DIRECTIONS FOR THIS TASK:
Copy the lines below as they are; omit the images they contain.

Top of DATA UNDER STUDY

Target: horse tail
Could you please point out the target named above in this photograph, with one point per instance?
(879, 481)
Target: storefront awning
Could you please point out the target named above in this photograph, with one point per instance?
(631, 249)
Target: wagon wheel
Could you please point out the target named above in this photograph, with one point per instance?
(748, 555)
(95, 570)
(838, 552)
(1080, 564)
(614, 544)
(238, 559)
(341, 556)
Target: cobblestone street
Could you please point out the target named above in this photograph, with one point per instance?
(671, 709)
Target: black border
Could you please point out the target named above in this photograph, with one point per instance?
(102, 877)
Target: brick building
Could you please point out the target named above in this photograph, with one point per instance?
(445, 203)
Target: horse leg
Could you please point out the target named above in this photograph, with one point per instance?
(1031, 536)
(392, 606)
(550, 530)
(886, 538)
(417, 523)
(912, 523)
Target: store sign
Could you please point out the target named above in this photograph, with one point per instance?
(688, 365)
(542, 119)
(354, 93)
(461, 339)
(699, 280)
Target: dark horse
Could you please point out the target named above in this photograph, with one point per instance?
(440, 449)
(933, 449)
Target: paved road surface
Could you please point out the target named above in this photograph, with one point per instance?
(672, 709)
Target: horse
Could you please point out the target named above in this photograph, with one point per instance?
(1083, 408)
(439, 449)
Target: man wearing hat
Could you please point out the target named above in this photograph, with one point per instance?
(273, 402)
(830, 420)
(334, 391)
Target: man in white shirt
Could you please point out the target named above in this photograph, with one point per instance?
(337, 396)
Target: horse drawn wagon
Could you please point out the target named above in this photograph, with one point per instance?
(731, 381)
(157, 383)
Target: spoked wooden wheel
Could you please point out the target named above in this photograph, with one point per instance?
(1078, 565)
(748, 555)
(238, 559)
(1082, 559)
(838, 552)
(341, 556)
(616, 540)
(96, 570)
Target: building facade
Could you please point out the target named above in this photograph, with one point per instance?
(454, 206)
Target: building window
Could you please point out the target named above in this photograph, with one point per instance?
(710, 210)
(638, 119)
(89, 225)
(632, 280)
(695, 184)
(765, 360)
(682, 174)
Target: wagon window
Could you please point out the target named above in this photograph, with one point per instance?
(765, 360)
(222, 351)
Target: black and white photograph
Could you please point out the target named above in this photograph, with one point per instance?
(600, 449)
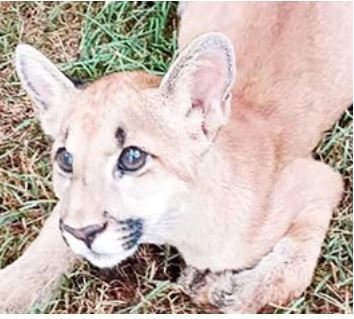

Bottom of DATA UNDER STUDY

OUTPUT BELOW:
Target: horse tail
Could you please point out the target named above in this photograph, with one point per instance?
(879, 481)
Target: storefront awning
Could you please point out the target named above in this photograph, with one point per instance?
(631, 249)
Target: wagon wheel
Could you please point out the target named above in this photograph, with one point per instance?
(748, 555)
(95, 570)
(838, 552)
(1080, 564)
(614, 544)
(238, 559)
(341, 556)
Target: cobblestone street
Could you please point out the target named above in this photograph, with one point per instance?
(671, 709)
Target: black border
Could you please point out the target named above in this photograph, with one point per instance?
(102, 877)
Target: brick building
Could you please point out the target named above in this photograph, with one point per instance?
(445, 203)
Target: horse leg
Could you please point out the target named above in this photograph, with one point per instance?
(1031, 536)
(392, 606)
(550, 530)
(886, 538)
(417, 523)
(912, 523)
Target: store sign
Could you please point out the target named above in this photograph, with one point per instance?
(688, 365)
(542, 119)
(354, 93)
(461, 339)
(699, 280)
Target: dark horse
Could you please point out the target named above in this photograph, with one point per instance?
(440, 449)
(933, 449)
Target: paved road surface
Could you please point out the target named above in this photograph, with one point per instance?
(672, 709)
Target: horse
Could you please point out the target named above in this photograph, with one point per instance?
(1083, 408)
(439, 449)
Target: man wearing hat
Could you please point out the target named above in this photograph, with one point per instance?
(273, 402)
(830, 420)
(334, 391)
Target: man in white shirt
Could you please point out the target named above in this photograph, with one point per instance?
(337, 396)
Target: horse drawn wagon
Could you please point out the target named above in this photograph, with one point per instance?
(731, 381)
(157, 383)
Target: spoked wooden wheel
Could you please point out the target named above in this photograph, with one point per instance?
(1078, 565)
(748, 555)
(238, 559)
(1082, 559)
(838, 552)
(341, 556)
(616, 540)
(96, 570)
Target: building facade
Could you please point out the target named above in this photograph, with one point per instance?
(454, 206)
Target: building window
Could you please point out the target named above in this photograph, with one point per instance?
(710, 210)
(638, 119)
(89, 225)
(632, 280)
(695, 184)
(765, 360)
(682, 174)
Target: wagon window
Could you please point out the target named above in this photograph, with one point per instance?
(765, 360)
(222, 351)
Target: black and white photograph
Could you please point out the target named above in this photograph, with one point per instance?
(600, 449)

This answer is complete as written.